Task goal. List every drug named in the passage on IgG4-related disease below.

Reading passage.
What is the cause of IgG4-related disease?
The cause of IgG4-related disease is unknown.
- It may be an autoimmune disorder: antinuclear antibodies and autoantibodies to pancreatic antigens have been found in autoimmune pancreatitis.
- It has features of an allergic disorder: abnormally high Th2 cytokines in tissues, raised IgE and increased T-reg lymphocytes in the blood, and raised eosinophil count in 40% of patients. Cytokines IL-10 (interleukin 10) and TGF-β (transforming growth factor Beta) are known to support IgG4 production and are at elevated levels in IgG4-related disease.
Who gets IgG4-related disease?
Most patients described with IgG4-related disease are middle-aged or older men.
What are the clinical features of IgG4-related disease?
IgG4-related disease presents in various ways.
- Most people with IgG4-related disease are constitutionally well.
- The IgG4-related disease may be diagnosed as an incidental finding when someone undergoes a routine radiological or surgical investigation.
- 60–90% of people with IgG4-related disease have multiple organ involvement.
- The IgG4-related disease often presents as swelling of or within an organ (such as skin, orbit and lung); this is known as an inflammatory pseudotumour.
- IgG-related autoimmune pancreatitis is more likely than other forms of IgG-related disease to be associated with disease in other sites, such as hilar lymphadenopathy, bile duct lesions, lacrimal and salivary gland involvement, hypothyroidism, and retroperitoneal fibrosis.
- IgG4-related lacrimal, parotid, or submandibular salivary disease, pneumonitis, and kidney disease are associated with pancreatitis in < 20% cases.
- Patients with IgG4-related disease may have symptoms of allergy such as asthma.
- Up to 40–80% of patients with IgG4-related disease have lymphadenopathy.
- Cutaneous manifestations of IgG4-related disease include erythematous plaques, papules, and subcutaneous nodules, often itchy, and usually on the face or forearm. Most patients with cutaneous IgG4-related disease report inflammatory enlargement of lacrimal or salivary glands at some point.
|Lymph node involvement||
|Salivary and lacrimal disease||
How is IgG4-related disease diagnosed?
The diagnosis of IgG4-related disease can be difficult, as multiple organs may be involved simultaneously. Diagnostic criteria have not been fully developed.
Investigation in suspected IgG4-related disease requires a combination of clinical, endoscopic, radiological and serological tests looking for organ involvement and end-organ damage (eg, hormonal abnormalities).
- Lymphoplasmacytic infiltrate
- Storiform fibrosis pattern
- IgG4-positive plasma cells (the number of positive cells to confirm diagnosis depends on tissue type; most > 30–50 per high power field, some, such as kidney, 10 per high power field).
Blood tests are not diagnostic but may show:
- Peripheral eosinophilia
- Raised serum IgG4.
There are specific criteria for the diagnosis of some tissue-specific disorders, such as autoimmune pancreatitis.
How is IgG4-related disease treated?
IgG4-related disease is usually treated with systemic steroids, often prednisone 40 mg per day for 2–4 weeks followed by a gradual tapering of the dose.
In patients that cannot be taken off prednisone, a steroid-sparing agent like azathioprine or mycophenolate may be used. Rituximab, a B cell-depleting monoclonal antibody, has been used with some success.

Data section.
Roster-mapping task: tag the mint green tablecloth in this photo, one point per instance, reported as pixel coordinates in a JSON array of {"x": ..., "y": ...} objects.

Expected answer. Prednisone, azathioprine, mycophenolate, rituximab